» **What is required**: Rewrite the records below, replacing "tag" with "mark" wherever it occurs and leaving everything else unchanged.

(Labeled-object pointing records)

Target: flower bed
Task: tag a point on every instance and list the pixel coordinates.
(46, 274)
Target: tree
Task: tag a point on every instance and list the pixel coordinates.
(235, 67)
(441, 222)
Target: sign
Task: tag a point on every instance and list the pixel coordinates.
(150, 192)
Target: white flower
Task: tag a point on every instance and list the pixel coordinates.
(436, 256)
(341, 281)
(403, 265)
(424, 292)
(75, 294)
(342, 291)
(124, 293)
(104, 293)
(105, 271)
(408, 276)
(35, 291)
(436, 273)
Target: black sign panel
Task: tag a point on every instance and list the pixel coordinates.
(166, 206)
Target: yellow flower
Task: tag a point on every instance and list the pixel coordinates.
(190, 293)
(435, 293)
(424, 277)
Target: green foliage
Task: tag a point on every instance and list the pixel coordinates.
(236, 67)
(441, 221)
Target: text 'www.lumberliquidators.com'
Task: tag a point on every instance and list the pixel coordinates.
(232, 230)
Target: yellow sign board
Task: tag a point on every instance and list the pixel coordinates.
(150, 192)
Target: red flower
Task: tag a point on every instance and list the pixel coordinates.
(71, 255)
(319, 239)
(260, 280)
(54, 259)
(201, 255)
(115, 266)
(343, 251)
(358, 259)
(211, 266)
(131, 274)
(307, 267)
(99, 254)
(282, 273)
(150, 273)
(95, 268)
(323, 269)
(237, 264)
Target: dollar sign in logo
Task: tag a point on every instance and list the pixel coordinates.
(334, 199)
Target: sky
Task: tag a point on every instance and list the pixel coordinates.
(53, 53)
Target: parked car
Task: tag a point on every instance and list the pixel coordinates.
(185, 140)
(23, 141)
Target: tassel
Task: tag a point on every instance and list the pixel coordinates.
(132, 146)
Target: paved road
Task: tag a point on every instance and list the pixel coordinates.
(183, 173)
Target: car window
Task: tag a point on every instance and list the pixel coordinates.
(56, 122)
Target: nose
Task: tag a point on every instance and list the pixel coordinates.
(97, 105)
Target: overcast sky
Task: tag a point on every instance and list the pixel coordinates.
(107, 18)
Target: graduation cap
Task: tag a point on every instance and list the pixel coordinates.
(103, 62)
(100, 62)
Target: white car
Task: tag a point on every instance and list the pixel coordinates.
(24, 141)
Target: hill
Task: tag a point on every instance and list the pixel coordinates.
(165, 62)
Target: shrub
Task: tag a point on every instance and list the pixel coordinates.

» **Solution below**:
Target: flower bed
Task: mark a point on every instance and list the pixel coordinates.
(46, 274)
Target: tree
Task: mark a point on every instance and list the pixel coordinates.
(235, 67)
(441, 222)
Target: sign
Task: mark a point on every instance and list the pixel coordinates.
(150, 192)
Target: white flower
Task: mark a point on every instance and list the pixel coordinates.
(436, 256)
(341, 281)
(403, 265)
(424, 292)
(75, 294)
(342, 291)
(124, 293)
(104, 293)
(105, 271)
(408, 276)
(35, 291)
(436, 273)
Target: black sign panel
Task: mark a point on every instance and list the pixel coordinates.
(166, 206)
Target: yellow flower
Task: mark a point on every instance and list the pixel coordinates.
(190, 293)
(435, 293)
(424, 277)
Target: green foliage
Task: mark a point on every instance and list the pixel coordinates.
(236, 67)
(441, 221)
Target: text 'www.lumberliquidators.com'
Task: mark a point on every instance and list the pixel coordinates.
(232, 230)
Target: yellow sign board
Task: mark a point on every instance and list the pixel coordinates.
(150, 192)
Target: red flower
Task: mark a point on every instance and list the pixel coordinates.
(71, 255)
(319, 239)
(260, 280)
(54, 259)
(201, 255)
(115, 266)
(343, 251)
(358, 259)
(211, 266)
(131, 274)
(307, 267)
(99, 254)
(282, 273)
(150, 273)
(95, 268)
(323, 269)
(237, 264)
Target: dollar sign in logo
Task: mark a point on every instance and list the pixel coordinates.
(334, 199)
Target: sky
Task: mark a point on every instance and list the pixel coordinates.
(53, 53)
Target: parked car
Task: mark a point on every instance and list the pixel coordinates.
(185, 140)
(23, 141)
Target: tassel
Task: mark a point on every instance and list the pixel coordinates.
(132, 146)
Target: paved road
Task: mark a point on every instance and list the pixel coordinates.
(183, 173)
Target: car window
Task: mark a point on every instance and list the pixel coordinates.
(56, 122)
Target: nose
Task: mark a point on every instance and list the pixel coordinates.
(97, 105)
Target: overcast sky
Task: mark a point on every instance and list the pixel coordinates.
(107, 18)
Target: graduation cap
Task: mark a point on every instance and list the pixel coordinates.
(103, 62)
(100, 62)
Target: white car
Task: mark a point on every instance and list the pixel coordinates.
(24, 141)
Target: hill
Task: mark a point on every instance and list the pixel coordinates.
(165, 62)
Target: shrub
Task: mark a point on every instance and list the pixel coordinates.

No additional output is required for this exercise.